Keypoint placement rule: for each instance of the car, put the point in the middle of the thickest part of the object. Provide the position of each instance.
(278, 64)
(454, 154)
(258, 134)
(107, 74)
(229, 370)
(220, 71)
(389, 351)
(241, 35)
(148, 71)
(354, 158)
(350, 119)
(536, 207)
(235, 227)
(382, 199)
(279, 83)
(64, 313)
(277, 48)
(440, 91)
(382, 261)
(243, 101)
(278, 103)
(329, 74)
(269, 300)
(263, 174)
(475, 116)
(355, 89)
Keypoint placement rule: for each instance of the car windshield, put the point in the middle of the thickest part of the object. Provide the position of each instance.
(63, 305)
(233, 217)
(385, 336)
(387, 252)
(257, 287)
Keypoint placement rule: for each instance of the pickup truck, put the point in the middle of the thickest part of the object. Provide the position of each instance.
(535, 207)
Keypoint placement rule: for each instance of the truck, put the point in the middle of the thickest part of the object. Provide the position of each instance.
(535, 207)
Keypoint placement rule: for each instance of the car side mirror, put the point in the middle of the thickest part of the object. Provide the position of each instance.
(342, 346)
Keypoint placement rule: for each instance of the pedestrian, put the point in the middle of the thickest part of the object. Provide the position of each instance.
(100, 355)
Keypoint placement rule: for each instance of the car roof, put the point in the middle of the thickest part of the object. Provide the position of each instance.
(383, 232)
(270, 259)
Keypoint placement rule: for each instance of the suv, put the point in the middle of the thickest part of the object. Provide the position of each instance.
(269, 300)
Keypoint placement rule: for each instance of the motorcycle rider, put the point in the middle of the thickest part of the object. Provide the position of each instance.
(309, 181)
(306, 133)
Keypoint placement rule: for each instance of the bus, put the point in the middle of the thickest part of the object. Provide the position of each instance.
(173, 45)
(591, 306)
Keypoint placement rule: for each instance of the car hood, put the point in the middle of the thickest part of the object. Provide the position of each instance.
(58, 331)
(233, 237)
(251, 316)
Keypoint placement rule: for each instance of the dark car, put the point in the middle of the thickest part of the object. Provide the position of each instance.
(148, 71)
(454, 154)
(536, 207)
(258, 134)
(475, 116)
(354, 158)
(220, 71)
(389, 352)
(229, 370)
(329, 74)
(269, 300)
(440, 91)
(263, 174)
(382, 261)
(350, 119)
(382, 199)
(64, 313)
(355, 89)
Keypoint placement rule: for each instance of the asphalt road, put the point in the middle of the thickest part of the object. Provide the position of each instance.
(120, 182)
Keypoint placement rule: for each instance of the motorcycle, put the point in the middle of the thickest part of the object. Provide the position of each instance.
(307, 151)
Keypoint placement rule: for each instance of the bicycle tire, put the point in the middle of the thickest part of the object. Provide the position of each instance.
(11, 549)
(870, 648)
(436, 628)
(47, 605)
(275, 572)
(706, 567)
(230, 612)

-----

## What you should do
Using the records above, please retype only the run of lines from the line holding "Keypoint placement rule: for each instance of the asphalt" through the last line, both ends included.

## Exercise solution
Keypoint placement rule: for each instance of the asphalt road, put the point in the middle of the thickest part of the object. Provide the position of each instance.
(120, 182)
Keypoint placement rule: for each instance of the motorcycle, put the point in the middle of the thickest part of the object. Provide the position of each instance.
(307, 151)
Keypoint placement rule: for each instance of the bicycle tire, put the point in the middle of the thickest part of the object. Provide the position of each instance.
(11, 549)
(870, 648)
(436, 628)
(47, 605)
(275, 572)
(706, 567)
(230, 612)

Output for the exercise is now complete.